ВЫБРАННЫЙ ОТРЫВОК:
Этот слой, «средний советский класс», и был «материальной» основой перестройки и исторических событий начала девяностых. Этим людям было тесно в СССР. Кстати, по всем социологическим опросам нулевых и самого начала десятых примерно такая же (15–20%) доля российских граждан хотела бы жить в европейском (по типу) обществе. Свобода, право, конкуренция, социальная защищенность и т.д. – вот главные параметры такого социума.

Тогда почему эта достаточно многочисленная и общественно «продвинутая» страта оказалась не в состоянии стать историческим субъектом выхода страны из коммунистического тоталитаризма? С опорой на них, выражая их интересы, удалось разбить тюремные оковы, но не получилось всерьез двинуться к нормальной системе политики и экономики. Негативная программа была выполнена (правда, далеко не до конца, но все же…), а на позитивную сил не хватило. Почему?

Когда-то А.И. Солженицын ввел в русский политический лексикон слово «образованцы». Оно носило негативную коннотацию. Так он назвал своих идейных оппонентов либерально-плюралистических воззрений (статья «Наши плюралисты»). Думаю, что в целом в этой полемике Александр Исаевич был неправ (что не отменяет восхищения и благодарности ему). Но все это дела давно минувших дней (хотя, как сказать…). Мы же попробуем использовать этот термин (разумеется, без его обижающего смысла) в наших целях.

ПУНКТ ЗАДАНИЯ A:
Какое слово, согласно отрывку, ввел в русский политический лексикон А.И. Солженицын?
Отрывок и листинг между собой никак не связаны.

ПРИВЕДЕННЫЙ ЛИСТИНГ:

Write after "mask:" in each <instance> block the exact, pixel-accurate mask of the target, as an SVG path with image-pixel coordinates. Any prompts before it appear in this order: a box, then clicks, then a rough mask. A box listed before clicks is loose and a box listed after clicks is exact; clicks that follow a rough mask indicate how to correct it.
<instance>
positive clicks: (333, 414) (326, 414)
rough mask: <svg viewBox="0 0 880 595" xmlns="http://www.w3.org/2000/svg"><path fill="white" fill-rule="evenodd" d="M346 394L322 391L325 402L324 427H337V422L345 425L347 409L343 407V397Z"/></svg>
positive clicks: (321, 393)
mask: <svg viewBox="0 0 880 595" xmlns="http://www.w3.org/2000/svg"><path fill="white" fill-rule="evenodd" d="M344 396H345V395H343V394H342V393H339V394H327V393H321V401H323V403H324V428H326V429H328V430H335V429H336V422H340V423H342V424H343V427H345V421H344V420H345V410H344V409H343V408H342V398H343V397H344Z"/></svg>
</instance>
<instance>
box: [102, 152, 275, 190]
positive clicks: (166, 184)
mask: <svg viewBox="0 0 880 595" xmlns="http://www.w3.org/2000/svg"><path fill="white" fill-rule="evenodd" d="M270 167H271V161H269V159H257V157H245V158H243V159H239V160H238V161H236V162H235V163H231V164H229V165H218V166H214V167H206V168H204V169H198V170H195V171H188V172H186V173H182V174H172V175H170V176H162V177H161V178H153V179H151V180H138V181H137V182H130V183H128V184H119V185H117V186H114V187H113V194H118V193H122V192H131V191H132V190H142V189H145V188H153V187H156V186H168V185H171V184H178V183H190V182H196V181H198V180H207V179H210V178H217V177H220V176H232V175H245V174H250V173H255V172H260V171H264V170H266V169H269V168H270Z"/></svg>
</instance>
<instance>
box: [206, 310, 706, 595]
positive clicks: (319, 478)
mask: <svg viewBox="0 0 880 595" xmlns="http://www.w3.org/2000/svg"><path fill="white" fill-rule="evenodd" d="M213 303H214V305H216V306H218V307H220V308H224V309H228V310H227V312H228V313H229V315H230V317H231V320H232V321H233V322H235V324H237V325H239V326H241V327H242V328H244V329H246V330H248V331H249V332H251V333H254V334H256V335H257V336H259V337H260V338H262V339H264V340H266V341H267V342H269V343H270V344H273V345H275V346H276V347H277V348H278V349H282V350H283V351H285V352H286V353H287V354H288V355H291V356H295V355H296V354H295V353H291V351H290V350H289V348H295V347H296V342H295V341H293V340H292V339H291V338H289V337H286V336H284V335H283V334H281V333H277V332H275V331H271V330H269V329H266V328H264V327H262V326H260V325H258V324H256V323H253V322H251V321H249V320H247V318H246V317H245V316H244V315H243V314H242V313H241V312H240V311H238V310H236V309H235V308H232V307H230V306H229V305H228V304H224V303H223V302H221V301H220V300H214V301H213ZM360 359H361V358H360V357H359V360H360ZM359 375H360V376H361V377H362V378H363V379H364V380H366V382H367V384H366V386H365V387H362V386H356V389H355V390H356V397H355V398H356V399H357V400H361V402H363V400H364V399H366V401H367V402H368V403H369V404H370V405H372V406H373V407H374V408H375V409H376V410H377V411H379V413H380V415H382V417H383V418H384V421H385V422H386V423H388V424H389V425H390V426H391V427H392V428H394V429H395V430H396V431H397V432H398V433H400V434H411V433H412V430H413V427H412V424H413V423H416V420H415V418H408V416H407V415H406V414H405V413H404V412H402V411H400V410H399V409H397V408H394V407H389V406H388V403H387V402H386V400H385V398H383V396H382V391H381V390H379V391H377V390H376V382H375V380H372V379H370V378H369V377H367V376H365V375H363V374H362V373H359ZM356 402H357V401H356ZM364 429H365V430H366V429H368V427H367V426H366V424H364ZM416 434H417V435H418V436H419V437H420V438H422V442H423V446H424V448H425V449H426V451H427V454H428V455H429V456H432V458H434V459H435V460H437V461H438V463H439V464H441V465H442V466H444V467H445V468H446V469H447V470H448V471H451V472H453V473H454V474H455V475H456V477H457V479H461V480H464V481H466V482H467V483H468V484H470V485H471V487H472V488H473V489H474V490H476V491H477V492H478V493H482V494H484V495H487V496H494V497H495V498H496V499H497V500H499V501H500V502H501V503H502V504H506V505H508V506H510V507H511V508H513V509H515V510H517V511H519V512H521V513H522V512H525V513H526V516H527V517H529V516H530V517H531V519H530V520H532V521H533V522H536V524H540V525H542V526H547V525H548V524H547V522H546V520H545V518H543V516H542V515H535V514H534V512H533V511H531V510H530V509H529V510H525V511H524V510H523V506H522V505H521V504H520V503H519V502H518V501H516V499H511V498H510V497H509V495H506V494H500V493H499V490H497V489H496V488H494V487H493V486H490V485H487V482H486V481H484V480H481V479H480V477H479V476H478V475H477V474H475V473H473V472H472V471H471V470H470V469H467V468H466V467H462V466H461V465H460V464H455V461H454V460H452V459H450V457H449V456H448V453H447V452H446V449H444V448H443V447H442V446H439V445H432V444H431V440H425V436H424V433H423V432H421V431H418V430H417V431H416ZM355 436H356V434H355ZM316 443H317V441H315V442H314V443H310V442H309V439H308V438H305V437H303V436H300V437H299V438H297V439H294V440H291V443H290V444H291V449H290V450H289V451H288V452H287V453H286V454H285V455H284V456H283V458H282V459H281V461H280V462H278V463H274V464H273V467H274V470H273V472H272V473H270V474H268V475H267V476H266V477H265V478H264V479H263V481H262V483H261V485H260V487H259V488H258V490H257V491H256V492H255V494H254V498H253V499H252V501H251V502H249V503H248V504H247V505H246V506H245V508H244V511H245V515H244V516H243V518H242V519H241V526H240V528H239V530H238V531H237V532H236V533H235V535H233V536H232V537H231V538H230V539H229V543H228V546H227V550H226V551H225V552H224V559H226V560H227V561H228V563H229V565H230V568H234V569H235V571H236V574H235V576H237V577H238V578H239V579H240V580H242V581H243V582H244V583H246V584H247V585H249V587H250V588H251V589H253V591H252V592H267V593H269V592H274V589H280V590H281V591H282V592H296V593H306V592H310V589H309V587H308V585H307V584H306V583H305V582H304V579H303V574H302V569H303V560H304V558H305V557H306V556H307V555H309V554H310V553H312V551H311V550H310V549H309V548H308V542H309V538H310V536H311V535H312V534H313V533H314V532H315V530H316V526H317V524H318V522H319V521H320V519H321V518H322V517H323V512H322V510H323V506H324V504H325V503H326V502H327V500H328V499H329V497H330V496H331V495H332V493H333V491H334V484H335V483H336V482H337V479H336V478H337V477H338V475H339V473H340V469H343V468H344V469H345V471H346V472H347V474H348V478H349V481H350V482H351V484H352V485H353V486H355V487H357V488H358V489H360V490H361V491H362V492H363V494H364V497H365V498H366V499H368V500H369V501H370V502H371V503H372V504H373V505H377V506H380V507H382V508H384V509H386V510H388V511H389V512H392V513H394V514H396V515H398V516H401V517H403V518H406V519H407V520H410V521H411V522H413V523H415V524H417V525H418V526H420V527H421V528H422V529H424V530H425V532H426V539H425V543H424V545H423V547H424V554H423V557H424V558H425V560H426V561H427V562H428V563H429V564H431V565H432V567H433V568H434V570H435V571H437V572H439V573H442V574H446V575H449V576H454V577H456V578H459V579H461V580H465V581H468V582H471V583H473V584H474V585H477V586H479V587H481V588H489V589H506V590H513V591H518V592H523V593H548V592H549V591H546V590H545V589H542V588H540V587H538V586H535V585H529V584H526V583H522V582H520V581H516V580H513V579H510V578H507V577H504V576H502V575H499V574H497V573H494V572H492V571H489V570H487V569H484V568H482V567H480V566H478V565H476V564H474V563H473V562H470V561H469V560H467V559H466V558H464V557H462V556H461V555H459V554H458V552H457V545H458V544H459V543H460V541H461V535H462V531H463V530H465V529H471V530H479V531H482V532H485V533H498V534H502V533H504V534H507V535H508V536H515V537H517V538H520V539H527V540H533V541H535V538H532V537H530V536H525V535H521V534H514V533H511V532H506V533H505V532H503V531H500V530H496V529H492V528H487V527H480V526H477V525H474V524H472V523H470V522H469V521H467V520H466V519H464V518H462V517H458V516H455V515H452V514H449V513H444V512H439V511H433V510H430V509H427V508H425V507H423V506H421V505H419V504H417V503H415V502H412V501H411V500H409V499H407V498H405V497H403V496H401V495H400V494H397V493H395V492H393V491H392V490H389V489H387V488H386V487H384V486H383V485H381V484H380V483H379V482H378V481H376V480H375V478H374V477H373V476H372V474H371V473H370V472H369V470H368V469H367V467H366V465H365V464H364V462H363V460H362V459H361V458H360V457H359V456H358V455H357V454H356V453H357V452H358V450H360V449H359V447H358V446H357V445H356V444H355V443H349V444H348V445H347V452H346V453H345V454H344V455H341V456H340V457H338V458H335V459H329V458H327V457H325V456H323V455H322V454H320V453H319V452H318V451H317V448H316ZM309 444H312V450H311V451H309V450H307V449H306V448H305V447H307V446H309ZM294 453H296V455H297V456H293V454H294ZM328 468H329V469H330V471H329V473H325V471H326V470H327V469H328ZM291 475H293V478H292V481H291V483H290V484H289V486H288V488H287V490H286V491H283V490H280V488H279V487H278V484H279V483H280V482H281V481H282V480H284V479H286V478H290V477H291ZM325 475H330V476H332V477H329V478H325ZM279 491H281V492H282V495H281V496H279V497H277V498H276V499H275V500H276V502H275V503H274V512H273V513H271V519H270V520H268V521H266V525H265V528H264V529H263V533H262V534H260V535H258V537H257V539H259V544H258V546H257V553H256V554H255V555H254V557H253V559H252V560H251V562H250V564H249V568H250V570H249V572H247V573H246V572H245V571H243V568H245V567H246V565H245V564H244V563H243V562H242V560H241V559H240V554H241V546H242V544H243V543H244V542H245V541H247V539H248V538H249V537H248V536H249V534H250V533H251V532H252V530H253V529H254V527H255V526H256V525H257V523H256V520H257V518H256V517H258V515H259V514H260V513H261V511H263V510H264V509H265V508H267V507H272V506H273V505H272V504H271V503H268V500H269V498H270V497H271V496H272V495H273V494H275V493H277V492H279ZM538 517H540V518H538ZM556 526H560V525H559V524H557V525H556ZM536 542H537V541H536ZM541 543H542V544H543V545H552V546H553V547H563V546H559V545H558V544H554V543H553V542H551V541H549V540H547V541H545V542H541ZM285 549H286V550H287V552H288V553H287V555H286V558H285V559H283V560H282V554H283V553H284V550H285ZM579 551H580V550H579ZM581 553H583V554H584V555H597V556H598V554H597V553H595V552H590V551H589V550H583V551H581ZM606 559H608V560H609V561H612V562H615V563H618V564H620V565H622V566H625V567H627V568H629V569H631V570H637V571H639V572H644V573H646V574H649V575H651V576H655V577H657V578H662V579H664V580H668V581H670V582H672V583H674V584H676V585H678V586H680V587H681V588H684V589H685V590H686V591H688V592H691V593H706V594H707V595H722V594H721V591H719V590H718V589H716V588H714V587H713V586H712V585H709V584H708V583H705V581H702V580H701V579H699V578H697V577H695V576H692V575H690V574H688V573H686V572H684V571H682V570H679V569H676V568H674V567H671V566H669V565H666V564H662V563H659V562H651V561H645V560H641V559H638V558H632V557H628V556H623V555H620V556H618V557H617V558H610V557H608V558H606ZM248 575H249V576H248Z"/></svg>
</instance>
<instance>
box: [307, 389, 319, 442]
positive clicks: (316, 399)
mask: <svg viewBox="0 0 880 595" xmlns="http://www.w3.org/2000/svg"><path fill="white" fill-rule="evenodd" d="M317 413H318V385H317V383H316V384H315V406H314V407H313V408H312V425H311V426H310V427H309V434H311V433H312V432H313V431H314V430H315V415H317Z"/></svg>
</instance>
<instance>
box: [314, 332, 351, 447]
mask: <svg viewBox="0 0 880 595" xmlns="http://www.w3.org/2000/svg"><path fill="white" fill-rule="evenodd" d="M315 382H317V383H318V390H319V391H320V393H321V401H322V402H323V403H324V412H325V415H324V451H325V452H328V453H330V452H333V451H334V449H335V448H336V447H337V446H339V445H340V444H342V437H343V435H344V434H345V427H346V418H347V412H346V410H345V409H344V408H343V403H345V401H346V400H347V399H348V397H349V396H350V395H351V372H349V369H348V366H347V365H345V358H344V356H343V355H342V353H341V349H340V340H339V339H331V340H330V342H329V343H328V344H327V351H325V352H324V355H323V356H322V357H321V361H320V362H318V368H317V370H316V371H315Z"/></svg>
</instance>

ПУНКТ ЗАДАНИЯ B:
Воспроизведите строки листинга от самого его начала до строки с «positive clicks: (321, 393)» включительно.

ВАШЕ РЕШЕНИЕ A:
Слово «образованцы».

ВАШЕ РЕШЕНИЕ B:
Write after "mask:" in each <instance> block the exact, pixel-accurate mask of the target, as an SVG path with image-pixel coordinates. Any prompts before it appear in this order: a box, then clicks, then a rough mask. A box listed before clicks is loose and a box listed after clicks is exact; clicks that follow a rough mask indicate how to correct it.
<instance>
positive clicks: (333, 414) (326, 414)
rough mask: <svg viewBox="0 0 880 595" xmlns="http://www.w3.org/2000/svg"><path fill="white" fill-rule="evenodd" d="M346 394L322 391L325 402L324 427H337V422L345 425L347 409L343 407V397Z"/></svg>
positive clicks: (321, 393)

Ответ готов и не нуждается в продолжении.